--- start Stored records ---

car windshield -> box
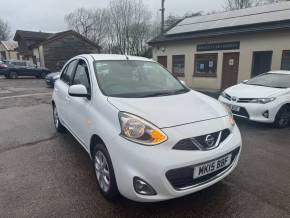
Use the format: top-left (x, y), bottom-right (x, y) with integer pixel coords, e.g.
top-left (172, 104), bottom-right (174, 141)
top-left (94, 60), bottom-right (189, 98)
top-left (246, 73), bottom-right (290, 88)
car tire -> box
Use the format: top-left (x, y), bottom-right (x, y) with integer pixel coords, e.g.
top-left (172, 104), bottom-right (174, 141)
top-left (9, 71), bottom-right (18, 79)
top-left (92, 144), bottom-right (120, 201)
top-left (53, 105), bottom-right (65, 133)
top-left (40, 72), bottom-right (46, 79)
top-left (274, 105), bottom-right (290, 129)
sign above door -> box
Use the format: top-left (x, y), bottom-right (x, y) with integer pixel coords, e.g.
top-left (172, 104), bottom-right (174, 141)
top-left (196, 42), bottom-right (240, 51)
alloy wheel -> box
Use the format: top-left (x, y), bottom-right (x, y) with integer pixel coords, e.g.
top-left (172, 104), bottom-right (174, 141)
top-left (278, 108), bottom-right (290, 127)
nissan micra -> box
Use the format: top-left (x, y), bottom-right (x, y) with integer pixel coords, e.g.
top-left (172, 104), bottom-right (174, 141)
top-left (52, 54), bottom-right (242, 202)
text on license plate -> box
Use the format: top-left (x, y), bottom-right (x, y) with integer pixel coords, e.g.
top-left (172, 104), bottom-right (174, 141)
top-left (193, 154), bottom-right (232, 179)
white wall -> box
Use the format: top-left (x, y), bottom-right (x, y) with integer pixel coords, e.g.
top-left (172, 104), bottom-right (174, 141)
top-left (153, 31), bottom-right (290, 91)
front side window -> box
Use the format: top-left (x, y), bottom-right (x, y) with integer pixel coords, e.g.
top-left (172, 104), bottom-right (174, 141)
top-left (95, 60), bottom-right (189, 98)
top-left (281, 51), bottom-right (290, 70)
top-left (172, 55), bottom-right (185, 77)
top-left (72, 60), bottom-right (90, 91)
top-left (194, 54), bottom-right (218, 77)
top-left (60, 60), bottom-right (77, 84)
top-left (246, 73), bottom-right (290, 88)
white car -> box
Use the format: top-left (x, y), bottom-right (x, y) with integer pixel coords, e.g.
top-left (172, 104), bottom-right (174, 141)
top-left (52, 55), bottom-right (242, 202)
top-left (219, 71), bottom-right (290, 128)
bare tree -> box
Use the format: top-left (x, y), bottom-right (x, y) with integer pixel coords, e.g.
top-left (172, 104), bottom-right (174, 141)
top-left (224, 0), bottom-right (289, 11)
top-left (109, 0), bottom-right (151, 55)
top-left (65, 8), bottom-right (108, 46)
top-left (0, 19), bottom-right (11, 41)
top-left (65, 8), bottom-right (93, 38)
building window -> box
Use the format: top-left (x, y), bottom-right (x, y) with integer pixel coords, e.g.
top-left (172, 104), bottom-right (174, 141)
top-left (252, 51), bottom-right (273, 77)
top-left (157, 56), bottom-right (167, 68)
top-left (194, 53), bottom-right (218, 77)
top-left (172, 55), bottom-right (185, 77)
top-left (281, 50), bottom-right (290, 70)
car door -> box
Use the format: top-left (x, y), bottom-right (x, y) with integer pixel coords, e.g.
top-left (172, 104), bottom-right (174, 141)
top-left (68, 59), bottom-right (92, 145)
top-left (54, 60), bottom-right (77, 128)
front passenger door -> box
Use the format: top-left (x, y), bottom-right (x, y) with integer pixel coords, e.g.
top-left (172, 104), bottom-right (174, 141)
top-left (68, 59), bottom-right (91, 145)
top-left (54, 60), bottom-right (77, 124)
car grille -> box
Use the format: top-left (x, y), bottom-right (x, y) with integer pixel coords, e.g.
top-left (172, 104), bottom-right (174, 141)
top-left (166, 147), bottom-right (240, 191)
top-left (173, 129), bottom-right (231, 151)
top-left (233, 107), bottom-right (250, 119)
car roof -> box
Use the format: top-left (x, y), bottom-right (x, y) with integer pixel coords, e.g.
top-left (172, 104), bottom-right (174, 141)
top-left (79, 54), bottom-right (154, 62)
top-left (268, 70), bottom-right (290, 75)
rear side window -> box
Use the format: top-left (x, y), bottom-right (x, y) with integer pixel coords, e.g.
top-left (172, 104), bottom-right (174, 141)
top-left (60, 60), bottom-right (77, 85)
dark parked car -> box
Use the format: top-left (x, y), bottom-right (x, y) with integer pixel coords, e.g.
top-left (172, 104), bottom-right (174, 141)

--- end Stored records ---

Task prompt: Copy out all of the material above word for word, omitting the pictures.

Exercise result:
car windshield -> box
Use the format: top-left (x, y), bottom-right (x, y) with integer pixel coords, e.g.
top-left (172, 104), bottom-right (174, 141)
top-left (94, 60), bottom-right (189, 98)
top-left (246, 73), bottom-right (290, 88)
car tire -> box
Use the format: top-left (x, y), bottom-right (x, y) with integer pixel coords, e.g.
top-left (172, 104), bottom-right (174, 141)
top-left (9, 71), bottom-right (18, 79)
top-left (92, 144), bottom-right (120, 201)
top-left (53, 105), bottom-right (65, 133)
top-left (40, 72), bottom-right (46, 79)
top-left (274, 105), bottom-right (290, 129)
sign above door -> box
Use the format: top-left (x, y), bottom-right (x, y) with integer pixel coords, e.g.
top-left (172, 104), bottom-right (174, 141)
top-left (196, 42), bottom-right (240, 51)
alloy wheel -> box
Use the format: top-left (x, y), bottom-right (x, y) with integer pixel coords, e.g.
top-left (172, 104), bottom-right (174, 141)
top-left (278, 108), bottom-right (290, 127)
nissan micra -> box
Use the format: top-left (x, y), bottom-right (x, y) with integer pixel coords, e.g.
top-left (172, 104), bottom-right (174, 141)
top-left (52, 54), bottom-right (242, 202)
text on license plate -> box
Use the format: top-left (x, y), bottom-right (x, y) with integer pixel coords, e.g.
top-left (172, 104), bottom-right (174, 141)
top-left (193, 154), bottom-right (232, 179)
white wall -> box
Use the format: top-left (x, y), bottom-right (x, y) with integer pixel coords, e.g.
top-left (172, 104), bottom-right (174, 141)
top-left (153, 31), bottom-right (290, 91)
front side window -> box
Use the format: top-left (x, y), bottom-right (x, y) with integer pixel coords, e.g.
top-left (172, 104), bottom-right (174, 141)
top-left (95, 60), bottom-right (189, 98)
top-left (281, 51), bottom-right (290, 70)
top-left (172, 55), bottom-right (185, 77)
top-left (72, 60), bottom-right (90, 91)
top-left (194, 54), bottom-right (218, 77)
top-left (60, 60), bottom-right (77, 84)
top-left (246, 73), bottom-right (290, 88)
white car -> box
Use the format: top-left (x, y), bottom-right (x, y) with integer pixel coords, e.g.
top-left (172, 104), bottom-right (174, 141)
top-left (52, 55), bottom-right (242, 202)
top-left (219, 71), bottom-right (290, 128)
bare tree -> box
Use the format: top-left (x, y), bottom-right (x, y) with integer pixel coords, e.g.
top-left (172, 104), bottom-right (174, 141)
top-left (224, 0), bottom-right (289, 11)
top-left (109, 0), bottom-right (151, 55)
top-left (65, 8), bottom-right (108, 46)
top-left (0, 19), bottom-right (11, 41)
top-left (65, 8), bottom-right (93, 38)
building window -> box
Use the format: top-left (x, y), bottom-right (x, y) with integer pixel coords, e.g.
top-left (172, 104), bottom-right (174, 141)
top-left (252, 51), bottom-right (273, 77)
top-left (157, 56), bottom-right (167, 68)
top-left (194, 53), bottom-right (218, 77)
top-left (172, 55), bottom-right (185, 77)
top-left (281, 50), bottom-right (290, 70)
car door -> box
Use the format: top-left (x, y), bottom-right (x, y) with integer pixel coords, e.g.
top-left (172, 104), bottom-right (174, 141)
top-left (68, 59), bottom-right (92, 145)
top-left (54, 60), bottom-right (77, 128)
front passenger door -> box
Use the format: top-left (x, y), bottom-right (x, y) with integer pixel coords, e.g.
top-left (172, 104), bottom-right (174, 141)
top-left (68, 59), bottom-right (91, 145)
top-left (54, 60), bottom-right (77, 124)
car grille -> box
Use the format: top-left (x, y), bottom-right (x, y) with integer pixel coords, e.g.
top-left (172, 104), bottom-right (174, 141)
top-left (166, 147), bottom-right (240, 191)
top-left (173, 129), bottom-right (231, 151)
top-left (233, 107), bottom-right (250, 119)
car roof -> box
Use the format: top-left (x, y), bottom-right (x, y) with integer pixel coords, e.g.
top-left (172, 104), bottom-right (174, 141)
top-left (79, 54), bottom-right (154, 62)
top-left (268, 70), bottom-right (290, 75)
rear side window -> box
Use the format: top-left (x, y), bottom-right (x, y) with integer pixel coords, e.g.
top-left (172, 104), bottom-right (174, 141)
top-left (60, 60), bottom-right (77, 85)
dark parked car -> box
Use the format: top-left (x, y), bottom-right (x, y) with integer pixel coords, e.g.
top-left (172, 104), bottom-right (174, 141)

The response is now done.